═══ GIVEN DATA

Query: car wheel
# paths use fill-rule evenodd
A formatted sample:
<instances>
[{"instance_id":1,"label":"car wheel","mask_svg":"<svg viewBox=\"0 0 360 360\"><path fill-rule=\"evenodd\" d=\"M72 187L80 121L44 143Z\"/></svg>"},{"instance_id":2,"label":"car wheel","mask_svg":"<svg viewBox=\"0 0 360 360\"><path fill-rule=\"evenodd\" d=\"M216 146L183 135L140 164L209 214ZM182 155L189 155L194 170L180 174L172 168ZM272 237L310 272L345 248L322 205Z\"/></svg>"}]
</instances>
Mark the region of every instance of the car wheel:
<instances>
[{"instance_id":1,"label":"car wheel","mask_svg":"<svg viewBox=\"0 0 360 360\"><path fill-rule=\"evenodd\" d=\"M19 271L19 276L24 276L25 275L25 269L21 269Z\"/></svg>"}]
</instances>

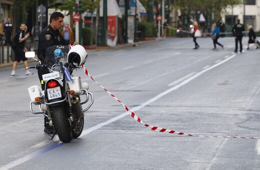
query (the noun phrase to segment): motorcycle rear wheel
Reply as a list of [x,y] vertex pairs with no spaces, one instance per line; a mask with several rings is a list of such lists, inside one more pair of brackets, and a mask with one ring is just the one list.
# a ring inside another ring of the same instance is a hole
[[70,142],[72,140],[72,134],[65,106],[62,104],[53,106],[52,114],[54,126],[60,140],[63,142]]
[[80,118],[80,122],[76,125],[75,128],[72,130],[72,133],[74,138],[78,138],[80,136],[83,130],[83,128],[84,128],[84,117]]

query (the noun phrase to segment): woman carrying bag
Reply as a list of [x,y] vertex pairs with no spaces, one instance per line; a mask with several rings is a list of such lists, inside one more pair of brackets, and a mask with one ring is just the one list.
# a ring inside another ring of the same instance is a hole
[[220,38],[220,27],[216,23],[214,23],[214,26],[215,26],[215,28],[212,32],[212,39],[213,40],[213,44],[214,44],[214,48],[212,50],[215,50],[216,48],[216,44],[220,46],[222,48],[222,49],[224,49],[224,46],[223,46],[220,42],[218,42],[218,38]]
[[[198,34],[200,34],[200,33],[198,32],[200,30],[198,30],[198,28],[197,22],[194,21],[193,22],[193,27],[194,28],[194,30],[193,31],[193,35],[192,35],[193,42],[194,42],[194,43],[195,43],[195,48],[194,48],[193,49],[198,49],[200,47],[200,46],[198,46],[197,42],[196,42],[196,39],[197,38],[197,36],[199,36],[198,35]],[[197,32],[198,33],[196,32]]]

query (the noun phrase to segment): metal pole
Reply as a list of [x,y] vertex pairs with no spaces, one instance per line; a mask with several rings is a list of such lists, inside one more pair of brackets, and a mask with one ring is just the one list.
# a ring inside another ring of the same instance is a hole
[[[78,6],[80,0],[76,0],[75,1],[75,13],[78,14]],[[80,42],[80,28],[79,22],[78,20],[75,22],[75,40]]]
[[[37,2],[36,2],[37,3]],[[38,6],[38,3],[36,4],[36,6]],[[36,10],[36,26],[34,28],[34,31],[35,32],[35,37],[34,40],[34,51],[35,54],[37,54],[38,52],[38,44],[39,43],[39,24],[38,22],[38,12],[37,11],[37,8]]]
[[108,36],[108,0],[104,0],[103,1],[103,29],[102,34],[103,46],[106,46]]
[[137,4],[136,4],[136,1],[137,0],[136,0],[136,6],[135,6],[135,12],[134,12],[134,42],[138,42],[139,41],[139,40],[138,40],[138,35],[137,32],[137,18],[136,18],[136,15],[137,15]]
[[126,17],[126,22],[124,24],[124,43],[128,43],[128,7],[129,6],[129,0],[124,0],[124,16]]
[[245,25],[246,24],[246,2],[245,2],[244,0],[244,16],[243,16],[243,24],[244,25]]
[[80,20],[78,22],[78,44],[83,44],[82,38],[82,0],[78,0],[78,14],[80,16]]
[[[162,35],[164,35],[164,0],[162,0]],[[163,38],[163,37],[162,37]]]

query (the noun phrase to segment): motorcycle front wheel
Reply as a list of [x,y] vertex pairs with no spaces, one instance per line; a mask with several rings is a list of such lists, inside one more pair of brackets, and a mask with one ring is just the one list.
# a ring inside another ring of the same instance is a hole
[[52,106],[52,120],[60,140],[64,142],[72,140],[72,131],[68,120],[68,116],[63,104]]
[[[78,121],[74,121],[76,122]],[[84,127],[84,117],[82,116],[80,118],[80,122],[76,124],[75,126],[75,128],[72,130],[72,136],[74,138],[78,138],[83,130],[83,128]]]

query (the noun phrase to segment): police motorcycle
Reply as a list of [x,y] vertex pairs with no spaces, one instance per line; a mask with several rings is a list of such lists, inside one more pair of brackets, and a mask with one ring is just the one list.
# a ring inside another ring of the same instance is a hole
[[[51,46],[46,51],[46,58],[54,64],[52,66],[42,64],[34,56],[34,52],[26,52],[26,58],[39,62],[35,66],[28,66],[28,69],[44,68],[49,73],[42,75],[45,82],[44,90],[38,86],[28,88],[30,112],[34,114],[42,114],[48,118],[47,123],[56,130],[51,140],[57,134],[60,141],[70,142],[81,134],[84,126],[84,112],[94,102],[92,94],[88,91],[88,83],[82,82],[80,78],[72,75],[74,70],[80,68],[84,64],[88,53],[80,45],[74,46],[70,51],[64,46]],[[34,110],[33,104],[38,106],[40,112]]]

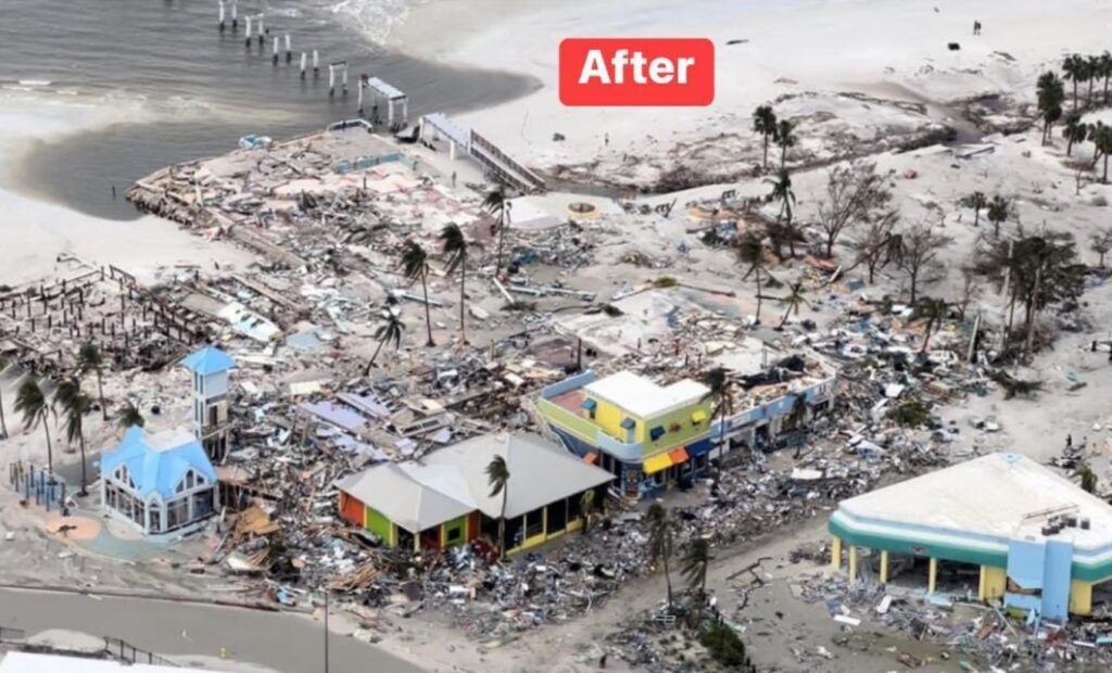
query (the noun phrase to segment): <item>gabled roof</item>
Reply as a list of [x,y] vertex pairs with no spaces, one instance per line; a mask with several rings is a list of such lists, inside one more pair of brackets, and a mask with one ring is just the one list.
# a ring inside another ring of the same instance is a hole
[[195,374],[208,376],[217,372],[226,372],[236,366],[236,360],[231,356],[220,350],[216,346],[206,346],[187,355],[181,360],[181,366]]
[[506,461],[506,516],[513,518],[606,484],[614,476],[536,435],[474,437],[425,456],[421,463],[384,463],[337,486],[411,533],[479,509],[502,516],[502,494],[490,495],[486,468]]
[[101,456],[101,477],[113,474],[120,465],[127,466],[136,495],[143,499],[156,493],[163,501],[172,498],[190,468],[210,484],[217,481],[205,448],[186,429],[151,434],[138,426],[129,427],[120,445]]
[[466,487],[450,471],[416,463],[375,465],[337,486],[410,533],[420,533],[476,509]]
[[450,467],[467,484],[476,508],[492,518],[502,515],[502,494],[490,495],[487,465],[495,456],[509,471],[506,517],[608,483],[609,472],[584,463],[577,456],[532,434],[497,433],[473,437],[425,456],[428,466]]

══════

Format every line of the records above as a JSON list of strings, one string per line, with blank lines skipped. Leave the pictures out.

» **RESULT**
[
  "Query: car wheel",
  "# paths use fill-rule evenodd",
  "A formatted sample:",
  "<instances>",
  "[{\"instance_id\":1,\"label\":\"car wheel\",\"mask_svg\":\"<svg viewBox=\\\"0 0 360 360\\\"><path fill-rule=\\\"evenodd\\\" d=\\\"M72 187L80 121L44 143Z\\\"/></svg>\"},{\"instance_id\":2,\"label\":\"car wheel\",\"mask_svg\":\"<svg viewBox=\\\"0 0 360 360\\\"><path fill-rule=\\\"evenodd\\\" d=\\\"M216 146L183 135L140 164L209 214ZM182 155L189 155L194 170L180 174L172 168ZM272 237L310 272L345 248L322 205Z\\\"/></svg>\"}]",
  "</instances>",
  "Mark the region of every instance of the car wheel:",
  "<instances>",
  "[{\"instance_id\":1,\"label\":\"car wheel\",\"mask_svg\":\"<svg viewBox=\\\"0 0 360 360\\\"><path fill-rule=\\\"evenodd\\\" d=\\\"M19 271L19 276L24 276L25 275L25 269L21 269Z\\\"/></svg>\"}]",
  "</instances>",
  "query (the noun phrase to segment): motorcycle rear wheel",
  "Reply as a list of [x,y] vertex pairs with no spaces, one instance per line; a mask with several rings is a list of such lists, inside one more pair of brackets, and a mask with one ring is just the one list.",
  "# a ring inside another ring of the same instance is a hole",
  "[[70,142],[72,140],[72,134],[65,106],[62,104],[53,106],[52,114],[54,126],[60,140],[63,142]]",
  "[[80,118],[80,122],[76,125],[75,128],[72,130],[72,133],[74,138],[78,138],[80,136],[83,130],[83,128],[84,128],[84,117]]",
  "query (the noun phrase to segment): woman carrying bag",
  "Reply as a list of [x,y] vertex pairs with no spaces, one instance per line; a mask with several rings is a list of such lists, inside one more pair of brackets, and a mask with one ring is just the one list.",
  "# a ring inside another ring of the same instance is a hole",
  "[[220,38],[220,27],[216,23],[214,23],[214,26],[215,26],[215,28],[212,32],[212,39],[213,40],[213,44],[214,44],[214,48],[212,50],[215,50],[216,48],[216,44],[220,46],[222,48],[222,49],[224,49],[224,46],[223,46],[220,42],[218,42],[218,38]]",
  "[[[198,34],[200,34],[200,33],[198,32],[200,30],[198,30],[198,28],[197,22],[194,21],[193,22],[193,27],[194,28],[194,30],[193,31],[193,35],[192,35],[193,42],[194,42],[194,43],[195,43],[195,48],[194,48],[193,49],[198,49],[200,47],[200,46],[198,46],[197,42],[196,42],[196,39],[197,38],[197,36],[199,36],[198,35]],[[197,32],[198,33],[196,32]]]",
  "query (the noun phrase to segment): metal pole",
  "Reply as a list of [x,y] vertex pairs with no spaces, one instance per line; a mask with several rings is a list of such lists, inside one more pair of brackets, and a mask with one ring is just the one list.",
  "# a ring inside another ring of the same instance is a hole",
  "[[[78,6],[80,0],[76,0],[75,1],[75,13],[78,14]],[[80,42],[80,28],[79,22],[78,20],[75,22],[75,40]]]",
  "[[[37,2],[36,2],[37,3]],[[38,6],[38,3],[36,4],[36,6]],[[36,10],[36,26],[34,28],[34,31],[35,32],[35,37],[34,40],[34,51],[35,54],[37,54],[38,52],[38,44],[39,43],[39,24],[38,22],[38,12],[37,11],[37,8]]]",
  "[[108,36],[108,0],[104,0],[103,1],[103,29],[102,34],[103,46],[106,46]]",
  "[[137,4],[136,4],[136,1],[137,0],[136,0],[136,6],[135,6],[135,12],[134,12],[134,42],[138,42],[139,41],[139,40],[138,40],[138,35],[137,32],[137,18],[136,18],[136,15],[137,15]]",
  "[[126,17],[126,22],[124,24],[124,43],[128,43],[128,7],[129,6],[129,0],[124,0],[124,16]]",
  "[[245,25],[246,24],[246,2],[245,2],[244,0],[244,16],[243,16],[243,24],[244,25]]",
  "[[80,20],[78,22],[78,44],[83,44],[82,38],[82,0],[78,0],[78,14],[80,16]]",
  "[[[162,35],[164,35],[164,0],[162,0]],[[163,38],[163,37],[162,37]]]",
  "query (the noun phrase to segment): motorcycle front wheel",
  "Reply as a list of [x,y] vertex pairs with no spaces, one instance per line; a mask with several rings is a list of such lists, inside one more pair of brackets, and a mask with one ring is just the one list.",
  "# a ring inside another ring of the same instance is a hole",
  "[[52,106],[52,120],[60,140],[64,142],[72,140],[72,131],[68,120],[68,116],[63,104]]",
  "[[[78,121],[74,121],[76,122]],[[84,127],[84,117],[82,116],[80,118],[80,122],[76,124],[75,126],[75,128],[72,130],[72,136],[74,138],[78,138],[83,130],[83,128]]]",
  "query (the noun phrase to segment): police motorcycle",
  "Reply as a list of [x,y] vertex pairs with no spaces, one instance per line; a mask with several rings is a list of such lists, inside one more pair of brackets, and a mask with one ring is just the one list.",
  "# a ring inside another ring of the same instance is a hole",
  "[[[51,46],[46,51],[46,58],[54,64],[52,66],[42,64],[34,56],[34,52],[26,52],[26,58],[39,62],[35,66],[28,66],[28,69],[44,68],[49,73],[42,75],[45,82],[44,90],[38,86],[28,88],[30,112],[34,114],[42,114],[48,118],[47,123],[56,130],[51,140],[57,134],[60,141],[70,142],[81,134],[84,126],[84,112],[94,102],[92,94],[88,91],[88,83],[82,82],[80,78],[72,75],[74,70],[80,68],[84,64],[88,53],[80,45],[74,46],[70,51],[64,46]],[[34,110],[33,104],[38,106],[40,112]]]",
  "query (the noun phrase to segment): <item>gabled roof</item>",
  "Reply as a list of [x,y] vertex pairs with no spaces, one instance per line; a mask with several rings is a list of such lists, inside one more pair of brackets, and a mask with one ring is just the one list.",
  "# a ring inside another ring of the same instance is a hole",
  "[[195,374],[208,376],[217,372],[226,372],[236,366],[236,360],[231,356],[220,350],[216,346],[206,346],[187,355],[181,360],[181,366]]",
  "[[506,461],[506,516],[513,518],[606,484],[614,476],[536,435],[474,437],[425,456],[421,463],[384,463],[337,486],[411,533],[479,509],[502,516],[502,494],[490,495],[486,468]]",
  "[[101,456],[101,477],[113,474],[120,465],[127,466],[136,495],[143,499],[156,493],[163,501],[172,498],[190,468],[210,484],[217,481],[205,448],[186,429],[151,434],[138,426],[129,427],[120,445]]",
  "[[466,487],[450,471],[416,463],[375,465],[337,486],[410,533],[420,533],[476,509]]",
  "[[450,467],[467,484],[476,508],[492,518],[502,515],[502,494],[490,495],[487,465],[495,456],[509,471],[506,517],[608,483],[609,472],[584,463],[577,456],[532,434],[497,433],[473,437],[425,456],[428,466]]"
]